▶ INSTRUCTIONS TO FOLLOW: Retype all of the data without changing a single word.

▼

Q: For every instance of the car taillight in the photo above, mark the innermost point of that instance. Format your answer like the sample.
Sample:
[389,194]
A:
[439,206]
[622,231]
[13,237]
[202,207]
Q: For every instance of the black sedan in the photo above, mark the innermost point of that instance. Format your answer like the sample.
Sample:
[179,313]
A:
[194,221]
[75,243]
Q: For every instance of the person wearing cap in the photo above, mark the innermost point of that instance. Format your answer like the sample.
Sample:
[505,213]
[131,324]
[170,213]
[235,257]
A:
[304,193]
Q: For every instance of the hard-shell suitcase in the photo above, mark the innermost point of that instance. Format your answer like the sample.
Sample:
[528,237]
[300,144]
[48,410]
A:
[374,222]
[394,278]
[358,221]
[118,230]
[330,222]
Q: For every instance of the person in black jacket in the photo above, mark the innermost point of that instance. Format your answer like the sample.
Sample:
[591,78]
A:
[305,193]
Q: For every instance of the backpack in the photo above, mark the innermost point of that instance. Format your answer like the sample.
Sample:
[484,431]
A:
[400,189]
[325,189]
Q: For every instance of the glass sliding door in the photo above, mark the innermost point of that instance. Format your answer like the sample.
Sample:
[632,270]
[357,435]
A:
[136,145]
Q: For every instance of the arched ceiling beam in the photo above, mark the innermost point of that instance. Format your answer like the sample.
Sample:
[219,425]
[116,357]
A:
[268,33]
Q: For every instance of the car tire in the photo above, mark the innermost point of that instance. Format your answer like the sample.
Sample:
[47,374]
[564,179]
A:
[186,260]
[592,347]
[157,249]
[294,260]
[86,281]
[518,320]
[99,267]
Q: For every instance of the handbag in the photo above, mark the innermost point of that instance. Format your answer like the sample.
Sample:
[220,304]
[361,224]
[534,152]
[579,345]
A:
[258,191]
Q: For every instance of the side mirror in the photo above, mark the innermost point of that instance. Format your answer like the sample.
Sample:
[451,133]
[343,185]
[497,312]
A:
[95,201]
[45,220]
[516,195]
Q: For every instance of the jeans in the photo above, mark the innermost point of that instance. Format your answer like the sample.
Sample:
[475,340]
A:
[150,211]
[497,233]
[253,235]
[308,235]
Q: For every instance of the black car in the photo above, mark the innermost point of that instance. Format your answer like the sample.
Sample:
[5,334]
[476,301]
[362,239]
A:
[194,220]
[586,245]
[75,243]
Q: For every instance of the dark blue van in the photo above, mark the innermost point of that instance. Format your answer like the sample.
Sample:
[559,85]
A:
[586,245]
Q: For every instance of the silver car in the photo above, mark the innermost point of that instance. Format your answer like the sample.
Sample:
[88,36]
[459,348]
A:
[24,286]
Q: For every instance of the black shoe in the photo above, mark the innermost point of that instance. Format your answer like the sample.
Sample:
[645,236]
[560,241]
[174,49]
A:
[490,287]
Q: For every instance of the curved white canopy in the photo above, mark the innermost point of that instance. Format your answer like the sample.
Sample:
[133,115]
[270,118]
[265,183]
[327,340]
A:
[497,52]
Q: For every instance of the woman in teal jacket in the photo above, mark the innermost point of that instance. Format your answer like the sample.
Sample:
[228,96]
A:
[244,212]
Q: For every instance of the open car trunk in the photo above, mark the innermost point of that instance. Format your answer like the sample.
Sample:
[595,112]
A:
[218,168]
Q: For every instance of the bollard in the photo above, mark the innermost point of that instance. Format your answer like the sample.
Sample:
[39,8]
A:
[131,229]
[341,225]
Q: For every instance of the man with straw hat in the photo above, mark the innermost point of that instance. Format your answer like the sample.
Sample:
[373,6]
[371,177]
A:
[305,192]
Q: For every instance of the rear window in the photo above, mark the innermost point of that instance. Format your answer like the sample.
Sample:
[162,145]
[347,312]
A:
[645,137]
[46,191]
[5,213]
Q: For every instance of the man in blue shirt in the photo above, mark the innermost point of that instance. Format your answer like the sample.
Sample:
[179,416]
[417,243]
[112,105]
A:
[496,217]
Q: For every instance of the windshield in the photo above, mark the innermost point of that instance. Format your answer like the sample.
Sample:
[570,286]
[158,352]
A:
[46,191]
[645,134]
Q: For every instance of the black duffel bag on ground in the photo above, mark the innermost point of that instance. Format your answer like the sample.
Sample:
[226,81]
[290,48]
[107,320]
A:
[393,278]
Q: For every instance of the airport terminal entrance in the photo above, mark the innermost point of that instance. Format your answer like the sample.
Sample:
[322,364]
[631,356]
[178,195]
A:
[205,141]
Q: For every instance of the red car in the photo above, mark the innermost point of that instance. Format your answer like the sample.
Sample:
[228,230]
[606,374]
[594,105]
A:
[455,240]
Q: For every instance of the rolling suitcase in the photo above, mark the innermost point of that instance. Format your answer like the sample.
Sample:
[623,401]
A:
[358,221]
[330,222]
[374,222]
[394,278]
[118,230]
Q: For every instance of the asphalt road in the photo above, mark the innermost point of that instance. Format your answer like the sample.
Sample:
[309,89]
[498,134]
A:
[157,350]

▲

▶ EXERCISE SOLUTION:
Q: For every instance of the car taillight in the photo above, mark the innermost point of that instance. Format your answer like the sample.
Sample:
[389,194]
A:
[439,206]
[622,231]
[13,237]
[202,207]
Q: For every instance of the black sedan in the photo above, mark the innermost point of that instance. Format your answer like the sample.
Sample:
[179,313]
A:
[194,221]
[75,243]
Q: For every instance of the person wearing cap in the photo above, mark the innermost point of that instance. Format your answer like the sample.
Sample:
[505,213]
[131,324]
[170,213]
[235,257]
A:
[304,193]
Q: For every instance of the hard-shell suitcase in the photo above, mark the innermost point of that instance. Format your answer like the sample.
Sample:
[528,237]
[300,144]
[48,410]
A:
[374,222]
[394,278]
[358,221]
[118,230]
[330,222]
Q: For every instance of the person in black jacket in the photo above, mark the innermost point of that instance. Format your answer like the sample.
Sample:
[591,78]
A:
[305,193]
Q: For every instance of the backpack in the photo above, mark the innermost point of that instance. Format your answer like the sample.
Sample:
[484,431]
A:
[400,189]
[325,189]
Q: For every instance of the glass sliding door in the photo above, mark the innermost point of that instance. Format your answer like the sample.
Sample:
[632,270]
[357,435]
A:
[136,145]
Q: For every instance of the arched ceiling beam in the photo above, mark the innermost point of that instance. Format your answer like the sample.
Sample:
[219,425]
[116,357]
A:
[268,33]
Q: For every instance of the car tire in the photo above, mark the innermost point of that instance. Format your answer like the sample.
Sample:
[47,374]
[564,179]
A:
[186,260]
[592,347]
[157,249]
[294,260]
[86,281]
[518,320]
[99,267]
Q: For every instance of the handbag in the photo above, mark the innermost point of that instance. Format your answer like the sample.
Sample:
[220,304]
[361,224]
[534,152]
[579,345]
A:
[258,191]
Q: For every instance of the side mirror in the photo above, mark the innermost point of that instance. Format your answer like the sample.
Sample:
[451,133]
[343,185]
[497,312]
A:
[95,201]
[45,220]
[516,195]
Q: For every instance of the jeans in the photo above, mark the innermost point of that instance. Format your answer like the sample.
Sample:
[475,340]
A:
[150,211]
[497,233]
[253,235]
[308,235]
Q: For every instance of the black car in the photo above, mark the innermost point of that instance. Format your answer like the sample.
Sample:
[5,334]
[476,301]
[362,239]
A:
[194,220]
[586,245]
[75,243]
Q: For every instance of the dark blue van in the photo above, mark the innermost point of that instance. Format your answer like the sample.
Sample:
[559,85]
A:
[586,245]
Q: For every instance of the silver car in the photo above, mark the innermost point of that instance. Format your answer like the sample.
Sample:
[88,36]
[459,348]
A:
[24,286]
Q: For every instance of the black shoe in the photo above, mark the innermost point of that instance. Format your answer like the sample.
Sample:
[645,236]
[560,241]
[174,49]
A:
[490,287]
Q: For every instance of the curved white canopy in the photo above, mark the innermost point of that instance. Format your answer like the sample.
Sample:
[133,115]
[270,118]
[265,183]
[327,340]
A:
[497,52]
Q: For every instance of the woman in teal jacket in the photo above, mark the innermost point of that instance. Format your answer like the sample.
Sample:
[228,96]
A:
[244,212]
Q: For every instance of the open car trunk in the photo above, mark the innermost point of that instance. Format your answer like the sample.
Sample:
[595,112]
A:
[218,168]
Q: For every instance of the bollard in the photo above, mark the innermost point of that instance. Format your answer like the sample.
Sample:
[39,8]
A:
[131,229]
[341,225]
Q: For every instance of the man with straw hat in the photo above, mark the innermost point of that instance. Format your answer like the sample.
Sample:
[373,6]
[371,177]
A:
[305,192]
Q: For every instance of the rear window in the photo above, mark the innermost point of that instance. Format your answer like the sample.
Sample:
[162,145]
[347,312]
A:
[645,137]
[46,191]
[5,213]
Q: For every instance of the man in blue shirt in the photo above, mark the innermost point of that instance. Format your answer like the sample.
Sample:
[179,416]
[417,243]
[112,105]
A:
[496,217]
Q: For every instance of the windshield in the photo above, mark the innermost point of that instance. Format your answer like the sample.
Sample:
[570,286]
[158,352]
A:
[46,191]
[645,134]
Q: For every instance of the black duffel bag on ground in the photo above, mark the innermost point of that instance. Format your answer like the sample.
Sample:
[226,81]
[290,48]
[107,320]
A:
[393,278]
Q: For every instance of the airport terminal entrance in the photo above, mark the innermost point of that instance. Format your answer like the sample.
Sample:
[322,364]
[631,356]
[178,195]
A:
[205,141]
Q: For every instance of the red car in the photo above, mark the innermost point of that instance. Format your answer like the sample.
Sample:
[228,230]
[606,374]
[594,105]
A:
[455,240]
Q: For every instance of the rolling suitcase in the photo above, mark the innermost point of that instance. Format your answer like the sample.
Sample:
[623,401]
A:
[358,221]
[330,222]
[374,222]
[394,278]
[118,230]
Q: For every instance of the asphalt road in the photo above, mark the innermost point of that instance. Format your answer like the sample.
Sample:
[309,89]
[498,134]
A:
[157,350]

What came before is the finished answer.